将棋界の世代を扱った抜粋文から、「つい先日の「【棋聖戦・梅田望夫氏観戦記】(1)将棋界は「これからの10年」抜群に面白くなる - MSN産経ニュース」の中で、」に始まり「が持てるのではないかと思う。」で終わる部分を、両端の語句も含めて一字一句変えずに書き写せ。
### 抜粋文
彼らはこれまで本ネーミングのほかに「関西若手四天王」、「関西若手四銃士」などとも呼ばれていたのだが、今回の大々的な特集により、「関西若手四強」というネーミングが市民権獲得を確実としそうだ。*1
だが実は、後述するように、これらネーミングが早々に「解消」されることのほうが、将棋界にとっては面白く、望ましいかもしれない。

「もっと若い世代」

つい先日の「【棋聖戦・梅田望夫氏観戦記】(1)将棋界は「これからの10年」抜群に面白くなる - MSN産経ニュース」の中で、

第一の理由は、棋士同士の戦いが間違いなく「戦国時代」に入るということである。
「四つの世代」のせめぎ合いという視点でこれからの「戦国時代」をとらえると、将棋に詳しくない方にも、将棋界を俯瞰した視点が持てるのではないかと思う。
「四つの世代」とは、この十五年、将棋界を制覇してきた「羽生世代」(1969年から71年生まれ)。そしてその「ちょっと下の世代」(1972年から1975年生まれ)。さらに、二十代半ばの「渡辺竜王を中心とする世代」(1980年から1985年生まれ)。そしてそれよりも「もっと若い世代」。
この「四つの世代」が、これからの十年、激烈な争いを繰り広げることになるのだ。

と紹介されており、さらに「羽生世代」と「ちょっと下の世代」についての深い解説がされている。
######
### 提供資料
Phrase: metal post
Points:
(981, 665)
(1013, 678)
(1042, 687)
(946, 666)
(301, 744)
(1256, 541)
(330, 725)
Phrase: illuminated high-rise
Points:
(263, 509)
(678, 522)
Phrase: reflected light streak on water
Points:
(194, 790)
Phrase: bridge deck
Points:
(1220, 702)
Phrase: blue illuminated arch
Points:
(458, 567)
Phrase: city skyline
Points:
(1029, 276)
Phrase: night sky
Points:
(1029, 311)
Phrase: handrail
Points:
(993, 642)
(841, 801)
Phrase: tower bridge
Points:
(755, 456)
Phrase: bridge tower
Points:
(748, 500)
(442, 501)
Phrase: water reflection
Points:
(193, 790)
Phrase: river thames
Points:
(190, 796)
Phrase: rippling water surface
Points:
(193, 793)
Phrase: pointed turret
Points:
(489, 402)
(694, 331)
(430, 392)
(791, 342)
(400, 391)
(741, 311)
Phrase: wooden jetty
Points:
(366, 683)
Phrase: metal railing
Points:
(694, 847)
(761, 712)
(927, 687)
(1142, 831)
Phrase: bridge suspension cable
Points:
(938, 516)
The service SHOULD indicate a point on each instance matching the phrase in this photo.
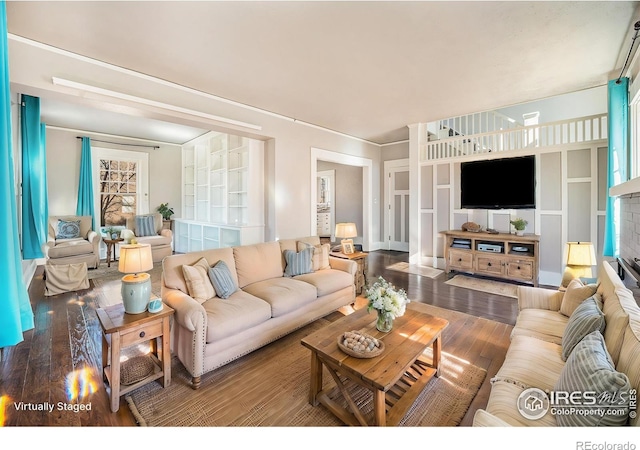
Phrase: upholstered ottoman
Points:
(60, 278)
######
* _記述解答_:
つい先日の「【棋聖戦・梅田望夫氏観戦記】(1)将棋界は「これからの10年」抜群に面白くなる - MSN産経ニュース」の中で、

第一の理由は、棋士同士の戦いが間違いなく「戦国時代」に入るということである。
「四つの世代」のせめぎ合いという視点でこれからの「戦国時代」をとらえると、将棋に詳しくない方にも、将棋界を俯瞰した視点が持てるのではないかと思う。